Exact copies are required of the lines from the line containing "Each instance receives one keypoint. Mark the curved" through the final line of the listing, both included, and of no other lines.

***** PROVIDED RECORDS *****

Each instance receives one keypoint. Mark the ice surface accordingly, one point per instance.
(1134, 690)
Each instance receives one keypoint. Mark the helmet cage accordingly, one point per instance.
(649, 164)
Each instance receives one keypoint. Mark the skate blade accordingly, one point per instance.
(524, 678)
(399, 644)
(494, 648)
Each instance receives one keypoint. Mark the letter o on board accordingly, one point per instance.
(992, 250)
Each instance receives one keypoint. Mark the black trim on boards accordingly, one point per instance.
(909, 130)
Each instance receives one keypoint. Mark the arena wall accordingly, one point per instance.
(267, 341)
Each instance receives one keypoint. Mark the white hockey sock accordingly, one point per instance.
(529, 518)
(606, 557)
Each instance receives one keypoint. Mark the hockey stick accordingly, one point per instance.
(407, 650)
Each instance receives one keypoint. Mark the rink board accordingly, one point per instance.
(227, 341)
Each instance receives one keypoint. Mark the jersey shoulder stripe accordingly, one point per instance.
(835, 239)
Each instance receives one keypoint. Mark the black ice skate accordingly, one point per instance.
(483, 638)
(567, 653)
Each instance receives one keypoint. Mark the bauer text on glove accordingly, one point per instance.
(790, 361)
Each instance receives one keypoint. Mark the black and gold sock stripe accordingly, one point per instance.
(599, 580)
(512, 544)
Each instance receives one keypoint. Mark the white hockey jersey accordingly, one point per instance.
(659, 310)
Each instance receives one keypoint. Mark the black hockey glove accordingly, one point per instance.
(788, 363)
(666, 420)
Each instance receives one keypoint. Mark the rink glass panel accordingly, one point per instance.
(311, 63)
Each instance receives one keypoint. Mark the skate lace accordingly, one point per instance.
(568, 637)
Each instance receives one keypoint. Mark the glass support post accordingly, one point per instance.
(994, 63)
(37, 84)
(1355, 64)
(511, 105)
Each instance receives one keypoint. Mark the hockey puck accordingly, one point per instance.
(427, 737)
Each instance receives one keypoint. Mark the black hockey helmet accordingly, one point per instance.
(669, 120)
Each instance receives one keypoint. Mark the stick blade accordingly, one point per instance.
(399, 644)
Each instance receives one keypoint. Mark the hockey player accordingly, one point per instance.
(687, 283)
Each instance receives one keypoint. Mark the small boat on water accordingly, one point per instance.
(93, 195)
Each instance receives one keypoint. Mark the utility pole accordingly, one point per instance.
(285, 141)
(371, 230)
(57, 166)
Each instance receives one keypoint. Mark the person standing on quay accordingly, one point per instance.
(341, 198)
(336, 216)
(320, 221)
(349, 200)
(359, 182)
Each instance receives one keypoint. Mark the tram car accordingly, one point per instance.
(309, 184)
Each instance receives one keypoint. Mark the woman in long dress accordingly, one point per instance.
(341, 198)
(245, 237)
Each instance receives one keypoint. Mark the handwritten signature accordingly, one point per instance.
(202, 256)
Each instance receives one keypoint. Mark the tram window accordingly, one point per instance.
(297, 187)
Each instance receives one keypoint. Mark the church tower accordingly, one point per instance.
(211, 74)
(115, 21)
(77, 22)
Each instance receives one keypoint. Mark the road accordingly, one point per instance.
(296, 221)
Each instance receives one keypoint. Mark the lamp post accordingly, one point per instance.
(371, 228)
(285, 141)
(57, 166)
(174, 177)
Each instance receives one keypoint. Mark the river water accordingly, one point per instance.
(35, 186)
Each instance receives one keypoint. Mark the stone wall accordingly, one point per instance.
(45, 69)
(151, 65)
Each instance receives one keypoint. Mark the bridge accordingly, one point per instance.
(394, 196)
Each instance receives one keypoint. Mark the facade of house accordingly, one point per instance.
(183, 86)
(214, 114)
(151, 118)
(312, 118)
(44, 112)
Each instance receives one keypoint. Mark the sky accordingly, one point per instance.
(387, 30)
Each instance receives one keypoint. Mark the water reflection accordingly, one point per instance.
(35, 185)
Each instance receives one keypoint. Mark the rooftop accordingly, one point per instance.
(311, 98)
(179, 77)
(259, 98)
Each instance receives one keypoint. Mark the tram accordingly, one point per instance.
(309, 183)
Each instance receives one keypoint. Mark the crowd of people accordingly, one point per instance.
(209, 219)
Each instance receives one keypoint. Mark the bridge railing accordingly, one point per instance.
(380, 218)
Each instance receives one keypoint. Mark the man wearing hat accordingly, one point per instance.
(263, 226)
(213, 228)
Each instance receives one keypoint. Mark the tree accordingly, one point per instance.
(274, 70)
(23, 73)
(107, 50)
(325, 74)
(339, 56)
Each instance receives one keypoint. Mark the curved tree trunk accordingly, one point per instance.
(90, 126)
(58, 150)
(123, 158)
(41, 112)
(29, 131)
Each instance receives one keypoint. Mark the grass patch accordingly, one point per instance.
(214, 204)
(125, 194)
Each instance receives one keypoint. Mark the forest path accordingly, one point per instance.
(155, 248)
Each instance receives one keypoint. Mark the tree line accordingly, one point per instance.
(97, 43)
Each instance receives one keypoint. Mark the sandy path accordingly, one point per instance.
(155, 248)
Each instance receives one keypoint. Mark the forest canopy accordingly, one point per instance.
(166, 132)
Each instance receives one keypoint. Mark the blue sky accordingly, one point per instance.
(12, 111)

*****

EXERCISE RESPONSE:
Each instance receives one keypoint. Mark the curved tree trunk accordingly, one point per instance.
(90, 126)
(58, 150)
(123, 158)
(41, 112)
(29, 131)
Each instance receives one keypoint. Mark the grass patch accordingly, one point per instance.
(214, 204)
(125, 194)
Each instance receives one keypoint. Mark the forest path accordingly, one point per instance.
(155, 248)
Each instance receives one keypoint. Mark the tree line accordingly, one point per instance.
(97, 43)
Each instance receives one keypoint. Mark the sandy path accordingly, one point per instance.
(155, 248)
Each instance receives one keypoint. Mark the forest canopy accordingly, one point per instance.
(166, 132)
Each instance receives one keypoint. Mark the blue sky accordingly, one point per instance.
(12, 111)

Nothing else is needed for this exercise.